REQUIRED ACTIONS:
(1) Quote the stretch of the Tampa blog post from "I admit it, I" through "Kate Plus 8.", word for word.
(2) Extend the Tampa blog post, picking up right after its last sentence.

PAGE EXTRACT:
===

I admit it, I have the summer blahs...wait. It isn't even Summer yet.
I have been a lazy blogger since I got back from Portugal, and for that I apologize. Thing is, I'm have a lazy time down here in Tampa, and I'm not really doing that much worth blogging about! Right now, I'm watching our pet gecko, Gordon, do push-ups on our patio...Randy is great about letting me rest when I don't have anything to do. We're going to be busy Friday and Saturday, and I have to head home briefly on Wednesday. But we're enjoying living under the same roof, even if all I have been doing is watching reruns of The Family Guy and Jon and Kate Plus 8.
Seriously, I had a horrible case of bronchitis last week (which I'm finally over) and Monday I got horribly glutened at Longhorn (AFTER ordering off the GF Menu!) I need to dash off another nasty note to Longhorn, but they really don't seem to care. I won't be dining there again, that's for sure. I still don't know what did it. Between the two issues, I've mostly been sleeping a lot since I got here.
I did come up with two new recipes over the weekend, while we were in St. Augustine at World Golf Village, so that is worth sharing. One is for a breakfast casserole (I figured something out about those with GF bread) and I came up with a new Cream Cheese Drop Biscuit.

===

DATASET EXCERPTS:

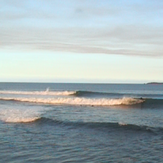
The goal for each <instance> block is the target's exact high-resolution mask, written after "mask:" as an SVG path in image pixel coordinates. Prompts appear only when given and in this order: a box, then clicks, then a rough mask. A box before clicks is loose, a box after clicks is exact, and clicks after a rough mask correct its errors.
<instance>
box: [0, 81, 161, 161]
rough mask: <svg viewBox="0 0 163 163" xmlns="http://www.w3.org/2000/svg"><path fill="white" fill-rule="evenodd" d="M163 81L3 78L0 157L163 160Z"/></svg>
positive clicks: (135, 159)
mask: <svg viewBox="0 0 163 163" xmlns="http://www.w3.org/2000/svg"><path fill="white" fill-rule="evenodd" d="M162 150H163V85H154V84H66V83H65V84H61V83H0V162H3V163H4V162H16V163H19V162H30V163H31V162H39V163H40V162H49V163H54V162H56V163H57V162H58V163H67V162H71V163H72V162H77V163H78V162H81V163H83V162H89V163H91V162H92V163H96V162H97V163H99V162H109V163H110V162H114V163H115V162H131V163H132V162H151V163H153V162H163V156H162Z"/></svg>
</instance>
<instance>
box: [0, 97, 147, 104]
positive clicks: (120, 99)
mask: <svg viewBox="0 0 163 163" xmlns="http://www.w3.org/2000/svg"><path fill="white" fill-rule="evenodd" d="M0 100H5V101H19V102H30V103H43V104H53V105H81V106H114V105H134V104H139V103H142V102H144V100H142V99H135V98H128V97H123V98H120V99H108V98H100V99H96V98H79V97H75V98H0Z"/></svg>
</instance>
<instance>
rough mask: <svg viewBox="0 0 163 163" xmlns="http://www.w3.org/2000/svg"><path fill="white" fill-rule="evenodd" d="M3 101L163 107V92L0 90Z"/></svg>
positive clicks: (1, 97)
mask: <svg viewBox="0 0 163 163" xmlns="http://www.w3.org/2000/svg"><path fill="white" fill-rule="evenodd" d="M0 100H1V101H18V102H29V103H41V104H50V105H76V106H79V105H80V106H120V105H126V106H131V105H137V104H141V108H148V107H150V108H155V107H159V108H161V107H162V106H163V94H147V93H146V94H145V93H142V94H140V93H135V92H134V93H111V92H94V91H80V90H79V91H68V90H65V91H49V89H46V90H45V91H5V90H1V91H0Z"/></svg>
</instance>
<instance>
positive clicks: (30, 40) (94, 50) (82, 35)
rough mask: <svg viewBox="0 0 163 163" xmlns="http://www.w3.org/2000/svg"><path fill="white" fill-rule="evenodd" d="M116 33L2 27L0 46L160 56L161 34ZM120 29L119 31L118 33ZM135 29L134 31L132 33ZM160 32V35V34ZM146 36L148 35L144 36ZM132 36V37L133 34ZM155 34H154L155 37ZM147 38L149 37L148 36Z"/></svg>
mask: <svg viewBox="0 0 163 163" xmlns="http://www.w3.org/2000/svg"><path fill="white" fill-rule="evenodd" d="M115 31H116V32H115V33H112V31H111V30H110V31H108V30H106V29H105V30H104V29H94V30H92V29H91V28H90V29H87V28H85V29H83V28H81V29H76V28H74V29H72V28H69V29H29V28H27V29H13V30H10V31H8V30H6V29H3V30H1V32H0V42H1V44H0V47H2V48H5V47H14V46H19V47H22V48H27V49H41V50H51V51H55V52H56V51H61V52H63V51H64V52H75V53H92V54H93V53H101V54H117V55H130V56H151V57H155V56H157V57H158V56H163V54H162V51H163V48H162V43H163V40H162V33H161V31H157V32H158V33H157V32H155V34H150V33H152V32H153V31H152V29H151V30H149V31H148V32H146V33H145V36H143V35H142V34H141V33H139V32H140V31H139V30H138V31H136V30H135V31H134V29H133V30H129V31H128V30H127V29H126V32H125V30H124V29H117V30H115ZM118 31H119V32H118ZM133 32H134V33H133ZM159 32H160V33H161V35H159ZM146 35H147V36H146ZM131 36H132V37H133V38H132V37H131ZM156 36H157V37H156ZM149 38H150V39H149Z"/></svg>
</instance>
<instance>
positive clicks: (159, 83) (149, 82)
mask: <svg viewBox="0 0 163 163" xmlns="http://www.w3.org/2000/svg"><path fill="white" fill-rule="evenodd" d="M146 84H163V82H149V83H146Z"/></svg>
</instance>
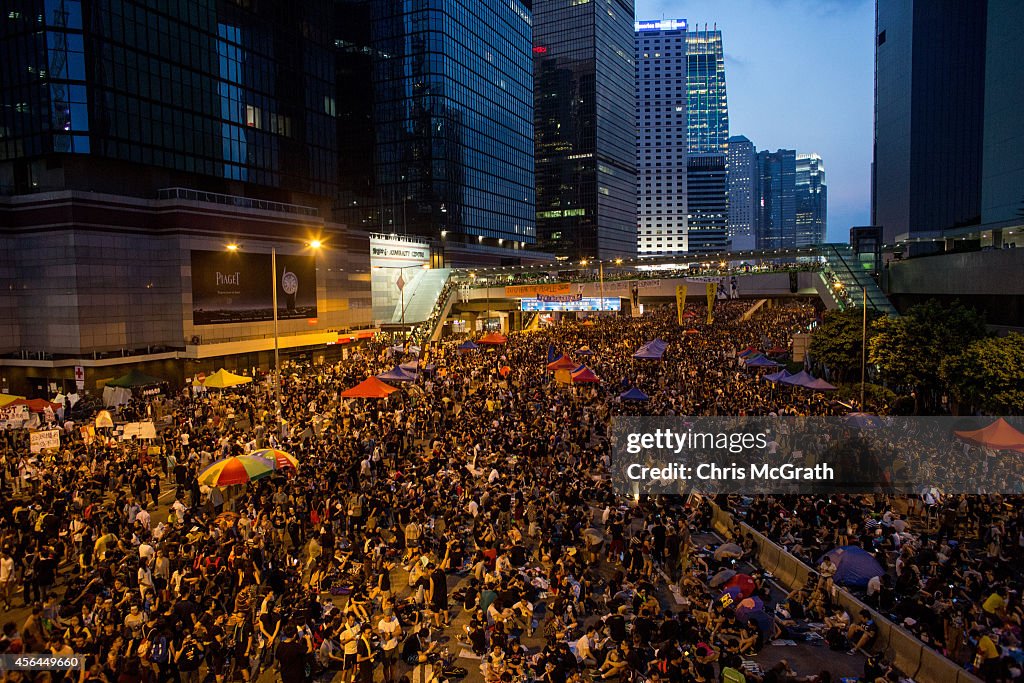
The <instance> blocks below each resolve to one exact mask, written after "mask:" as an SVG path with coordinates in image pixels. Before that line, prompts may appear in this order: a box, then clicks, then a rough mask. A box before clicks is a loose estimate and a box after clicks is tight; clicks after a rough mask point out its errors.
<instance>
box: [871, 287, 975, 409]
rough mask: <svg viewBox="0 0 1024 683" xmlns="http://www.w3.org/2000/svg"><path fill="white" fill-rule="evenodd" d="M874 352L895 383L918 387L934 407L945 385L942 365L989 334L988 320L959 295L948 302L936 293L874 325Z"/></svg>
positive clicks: (879, 320) (883, 374) (886, 375)
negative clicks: (937, 395)
mask: <svg viewBox="0 0 1024 683" xmlns="http://www.w3.org/2000/svg"><path fill="white" fill-rule="evenodd" d="M872 327H873V328H874V333H876V334H874V336H873V337H872V338H871V339H870V340H869V341H868V343H867V348H868V358H869V360H870V362H871V365H874V366H878V368H879V371H880V372H881V374H882V377H883V378H884V379H885V381H886V384H888V385H889V386H890V387H896V388H903V389H909V390H913V391H914V392H915V393H916V395H918V401H919V404H924V405H925V407H932V405H934V404H935V402H936V401H935V398H936V395H937V393H938V392H940V391H941V390H942V388H943V382H942V379H941V378H940V377H939V366H940V365H941V364H942V359H943V358H945V357H946V356H947V355H950V354H953V353H957V352H958V351H959V350H962V349H964V348H965V347H967V345H968V344H970V343H971V342H973V341H975V340H978V339H981V338H983V337H984V336H985V334H986V333H985V321H984V318H983V317H982V316H981V315H979V314H978V312H977V311H975V310H974V309H972V308H968V307H966V306H964V305H962V304H961V303H959V302H958V301H954V302H953V303H952V305H951V306H949V307H948V308H945V307H943V306H942V304H940V303H939V302H938V301H936V300H935V299H930V300H929V301H927V302H926V303H923V304H920V305H916V306H912V307H910V308H909V309H908V310H907V311H906V314H905V315H903V316H901V317H883V318H880V319H878V321H876V323H874V324H873V326H872Z"/></svg>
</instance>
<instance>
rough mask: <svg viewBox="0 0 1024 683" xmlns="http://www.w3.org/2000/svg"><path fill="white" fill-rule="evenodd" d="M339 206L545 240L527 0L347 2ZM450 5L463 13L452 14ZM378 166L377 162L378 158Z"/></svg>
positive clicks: (340, 109) (491, 231) (341, 103)
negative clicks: (495, 2)
mask: <svg viewBox="0 0 1024 683" xmlns="http://www.w3.org/2000/svg"><path fill="white" fill-rule="evenodd" d="M340 5H341V6H342V7H344V8H345V9H344V11H342V12H339V13H338V19H337V26H336V35H337V38H336V43H335V45H336V49H337V59H338V65H339V68H338V73H339V79H340V80H341V81H342V83H343V84H344V85H345V87H346V90H345V91H340V92H339V94H338V99H339V104H338V106H339V108H340V112H339V117H338V119H339V130H340V132H339V137H340V138H341V140H342V145H343V147H344V152H345V154H346V158H345V159H344V160H343V161H342V162H341V166H342V173H343V178H344V179H345V182H344V183H343V187H344V189H343V193H347V195H344V196H343V197H342V198H340V202H339V206H340V209H341V210H342V211H343V212H344V214H345V217H346V218H347V220H348V221H349V222H351V223H355V224H359V225H364V226H365V227H367V228H368V229H372V230H380V231H387V232H398V233H409V234H415V236H419V237H426V238H431V239H433V240H435V241H436V244H437V245H439V246H442V247H444V248H445V249H450V250H451V249H453V248H455V246H456V245H459V244H468V245H472V246H476V245H482V246H488V247H503V248H505V249H508V248H510V247H513V246H515V247H518V246H520V245H528V244H532V243H534V242H535V239H536V228H535V223H536V209H535V191H536V189H535V183H534V129H532V105H534V102H532V98H534V94H532V87H534V83H532V68H531V65H530V54H531V52H530V42H531V38H530V33H531V30H530V22H531V18H530V15H529V12H528V11H527V9H526V7H525V5H524V4H523V3H522V2H521V1H520V0H509V2H505V3H497V4H496V3H481V2H471V1H470V0H457V1H456V2H450V1H445V0H423V1H422V2H416V3H402V2H396V1H394V0H386V1H381V2H374V1H371V0H341V2H340ZM450 12H454V13H455V14H456V15H458V17H459V19H458V22H453V20H452V19H451V14H450ZM368 166H369V168H368Z"/></svg>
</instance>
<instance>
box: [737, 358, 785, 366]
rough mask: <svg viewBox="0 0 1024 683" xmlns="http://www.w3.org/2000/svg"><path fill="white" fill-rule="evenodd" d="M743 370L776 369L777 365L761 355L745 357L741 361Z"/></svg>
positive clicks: (771, 361)
mask: <svg viewBox="0 0 1024 683" xmlns="http://www.w3.org/2000/svg"><path fill="white" fill-rule="evenodd" d="M743 367H744V368H778V364H777V362H775V361H774V360H770V359H768V358H766V357H765V356H763V355H754V356H746V358H744V359H743Z"/></svg>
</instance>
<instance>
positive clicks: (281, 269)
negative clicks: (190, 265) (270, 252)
mask: <svg viewBox="0 0 1024 683" xmlns="http://www.w3.org/2000/svg"><path fill="white" fill-rule="evenodd" d="M270 269H271V259H270V254H250V253H243V252H239V251H223V252H220V251H194V252H193V253H191V275H193V324H194V325H219V324H225V323H257V322H263V321H272V319H273V292H272V290H271V289H270V288H271V287H274V286H276V288H278V319H281V321H288V319H294V318H301V317H316V260H315V258H314V257H313V256H302V255H299V256H293V255H289V254H278V271H276V272H275V273H271V272H270Z"/></svg>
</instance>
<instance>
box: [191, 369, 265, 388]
mask: <svg viewBox="0 0 1024 683" xmlns="http://www.w3.org/2000/svg"><path fill="white" fill-rule="evenodd" d="M252 381H253V378H251V377H243V376H242V375H236V374H234V373H229V372H227V371H226V370H224V369H223V368H221V369H220V370H218V371H217V372H215V373H214V374H213V375H210V376H209V377H207V378H206V379H205V380H204V381H203V386H205V387H209V388H213V389H226V388H228V387H232V386H239V385H240V384H249V383H250V382H252Z"/></svg>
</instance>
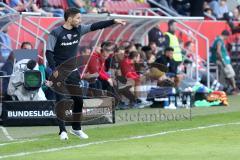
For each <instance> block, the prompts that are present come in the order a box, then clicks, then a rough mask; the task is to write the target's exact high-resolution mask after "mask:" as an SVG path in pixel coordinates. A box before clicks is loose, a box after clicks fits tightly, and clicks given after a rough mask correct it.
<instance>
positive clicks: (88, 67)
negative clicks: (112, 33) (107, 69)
mask: <svg viewBox="0 0 240 160" xmlns="http://www.w3.org/2000/svg"><path fill="white" fill-rule="evenodd" d="M113 51H114V45H113V44H112V43H110V42H109V43H108V42H107V43H104V44H103V45H102V49H101V53H96V52H95V53H93V55H92V56H91V58H90V61H89V64H88V67H87V72H88V73H90V74H94V73H98V74H99V77H98V80H99V81H100V83H101V88H100V87H99V85H98V87H96V88H99V89H103V90H110V89H109V88H110V87H113V85H114V81H113V79H112V78H111V76H110V75H109V74H108V73H107V72H106V68H105V61H106V59H107V58H108V57H109V56H110V55H111V54H112V53H113Z"/></svg>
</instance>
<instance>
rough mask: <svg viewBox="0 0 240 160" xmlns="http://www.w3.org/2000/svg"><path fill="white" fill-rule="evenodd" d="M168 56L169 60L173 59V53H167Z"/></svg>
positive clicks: (166, 55) (169, 52) (166, 54)
mask: <svg viewBox="0 0 240 160" xmlns="http://www.w3.org/2000/svg"><path fill="white" fill-rule="evenodd" d="M166 56H167V57H168V58H169V59H173V51H167V52H166Z"/></svg>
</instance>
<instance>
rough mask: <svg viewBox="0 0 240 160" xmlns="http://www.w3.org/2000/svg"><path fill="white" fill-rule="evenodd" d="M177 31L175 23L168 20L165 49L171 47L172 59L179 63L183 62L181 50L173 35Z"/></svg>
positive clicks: (174, 22) (174, 37)
mask: <svg viewBox="0 0 240 160" xmlns="http://www.w3.org/2000/svg"><path fill="white" fill-rule="evenodd" d="M176 30H177V26H176V21H174V20H170V21H169V22H168V32H165V33H164V34H165V42H166V43H165V44H166V47H172V48H173V49H174V53H173V59H174V60H175V61H176V62H178V63H180V62H182V60H183V57H182V52H181V48H180V45H179V41H178V38H177V36H176V35H175V32H176Z"/></svg>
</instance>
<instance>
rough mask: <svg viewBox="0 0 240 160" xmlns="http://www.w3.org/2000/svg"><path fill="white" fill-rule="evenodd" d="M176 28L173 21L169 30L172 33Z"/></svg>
mask: <svg viewBox="0 0 240 160" xmlns="http://www.w3.org/2000/svg"><path fill="white" fill-rule="evenodd" d="M176 30H177V25H176V22H174V23H173V24H172V25H171V26H170V31H172V32H173V33H174V32H175V31H176Z"/></svg>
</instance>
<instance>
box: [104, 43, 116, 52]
mask: <svg viewBox="0 0 240 160" xmlns="http://www.w3.org/2000/svg"><path fill="white" fill-rule="evenodd" d="M101 48H102V51H114V50H115V45H114V44H113V43H112V42H109V41H108V42H105V43H104V44H103V43H102V46H101Z"/></svg>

===

EXPECTED RESPONSES:
(1)
I admit it, I have the summer blahs...wait. It isn't even Summer yet.
I have been a lazy blogger since I got back from Portugal, and for that I apologize. Thing is, I'm have a lazy time down here in Tampa, and I'm not really doing that much worth blogging about! Right now, I'm watching our pet gecko, Gordon, do push-ups on our patio...Randy is great about letting me rest when I don't have anything to do. We're going to be busy Friday and Saturday, and I have to head home briefly on Wednesday. But we're enjoying living under the same roof, even if all I have been doing is watching reruns of The Family Guy and Jon and Kate Plus 8.

(2)
Recipe One: The theory behind an Overnight GF Breakfast Casserole:
I love breakfast casseroles, but I have always followed a recipe for it. But this weekend, I finally figured out the size equation for a good breakfast casserole. So Stevie, you might like this for your upcoming brunch!
Per person you need:
1 large egg
1/4 cup milk (any fat percent, and can use rice or almond if necessary)
The equivalent of one generous slice of GF bread. (if you're not GF, use a big slice of stale regular bread, or half a bagel or croissant).
1/4 cup meat and cheese (or mushrooms, or your choice fillings)
1/16th t. salt and pepper (for one, it's a dash -- for four, it's 1/2 t.)
1/8 t. ground mustard powder (totally optional)
I made a GREAT casserole from 1 1/2 Glutino poppy seed bagels (Each half is like two slices of bread -- they're HUGE bagels and have 210 calories per half slice), six eggs, a cup and a half of two percent milk, and a cup and a half of mixed cheddar, parmesan, and diced ham. Everyone had two servings. So thus my math.
In the blender, mix the milk, eggs, salt, pepper and mustard until they're thick and lemon colored and creamy).
In a greased casserole dish (I used one that was about 8 by 10 or so) mix thoroughly the TORN UP INTO CUBES bread, cheese, and meat (if I'd had mushrooms, I'd have added them). Pour liquid on top and press down on bread so it soaks up the liquid. If you can, cover with plastic wrap and weight the top so the mixture will absorb. Refrigerate over night.
The next morning, preheat to 350 degrees and place casserole on counter. When oven is hot, place casserole in oven and bake from 30-40 minutes (for four portions), or until a knife inserted in the center comes out fairly clean (suggest you start watching it at about 35 minutes, but it will have puffed and will be golden. But it could take up to 50 minutes as the casserole gets larger.)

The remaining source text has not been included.